→ Page
## begin

Please see our summary below of notable energy regulatory activity at the Virginia State Corporation Commission (“SCC” or “Commission”) during July, 2020. During the last month, among other activity, renewable energy advocates and utilities filed comments in several proceedings related to the implementation of the Virginia Clean Economy Act (“VCEA”). The VCEA, which became effective on July 1, includes new mandates and incentives for electric utilities to construct solar, wind, and storage facilities. The Commission also approved eleven new energy efficiency programs proposed by Dominion Energy Virginia (“Dominion”), and the Virginia Attorney General’s Office filed expert testimony opposing Appalachian Power Company’s (“APCo”) request to increase its base rates. Finally, Commissioner Jehmal Hudson took the oath of office and began his term as the 36th SCC commissioner.
Please contact regulatory attorneys Will Reisinger or Matt Gooch should you have any questions about these cases or Virginia’s energy market. ReisingerGooch PLC is a Richmond law firm providing regulatory and transactional counsel to clean energy companies and public interest organizations.
- Jehmal T. Hudson formally begins tenure as 36th SCC commissioner – Case No. CLK-2020-00002
On July 6, Jehmal T. Hudson began serving as the 36th commissioner of the State Corporation Commission. Commissioner Hudson was appointed to the position by Governor Northam. He previously held several positions at the Federal Energy Regulatory Commission. He was sworn into office by Justice Cleo Powell of the Virginia Supreme Court.
Rate cases, oversight, and resource planning:
- Attorney General’s Office files testimony opposing Appalachian Power rate increase request – Case No. PUR-2020-00015
On March 31, APCo filed its initial application for a review of its base rates and earnings for calendar years 2017, 2018, and 2019. This is the first earnings review for APCo since 2014. APCo argues that it underearned – or earned less than its authorized rate of return on common equity (“ROE”) – for the combined three-year test period. APCo claims that it earned ROEs of 11.36% in 2017, 9.84% in 2018, and 3.78% in 2019, for a total combined ROE of 8.24%. APCo’s authorized ROE is 9.42%. The lower ROE during 2019 is largely attributable to APCo’s decision to record, for accounting purposes, about $90 million in early retirement costs for several coal units that were retired in 2015 and 2016. APCo’s decision to book these expenses in December of 2019 significantly reduced its reported earnings. Accordingly, APCo claims that it underearned for the 2017-2019 review period and needs an increase in revenues. In order to increase its revenues, APCo proposes a $65 million base rate increase, which would increase residential customer rates by approximately 6.5%.

## end

→ Requirements
From the SCC summary:
(a) On what date did Jehmal T. Hudson begin serving as commissioner?
(b) What is APCo's authorized ROE?
(c) How many new Dominion energy efficiency programs did the Commission approve?
Rely only on the SCC summary for everything that comes after it.

→ Stored data

## begin

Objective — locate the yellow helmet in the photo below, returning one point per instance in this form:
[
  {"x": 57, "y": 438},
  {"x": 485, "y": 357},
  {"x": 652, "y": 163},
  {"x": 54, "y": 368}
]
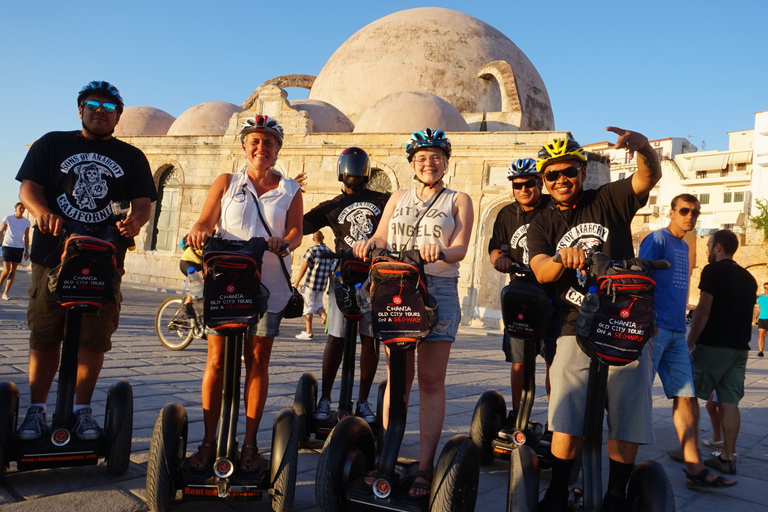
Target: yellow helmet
[{"x": 559, "y": 149}]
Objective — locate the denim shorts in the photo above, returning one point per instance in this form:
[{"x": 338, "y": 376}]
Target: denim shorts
[
  {"x": 445, "y": 290},
  {"x": 672, "y": 361},
  {"x": 268, "y": 326}
]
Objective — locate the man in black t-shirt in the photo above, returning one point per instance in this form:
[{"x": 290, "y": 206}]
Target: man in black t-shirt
[
  {"x": 77, "y": 176},
  {"x": 509, "y": 245},
  {"x": 721, "y": 330},
  {"x": 353, "y": 215},
  {"x": 590, "y": 219}
]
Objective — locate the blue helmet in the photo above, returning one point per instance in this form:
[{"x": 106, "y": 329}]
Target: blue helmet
[
  {"x": 102, "y": 87},
  {"x": 428, "y": 138},
  {"x": 522, "y": 167}
]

## end

→ Response below
(a) July 6
(b) 9.42%
(c) Eleven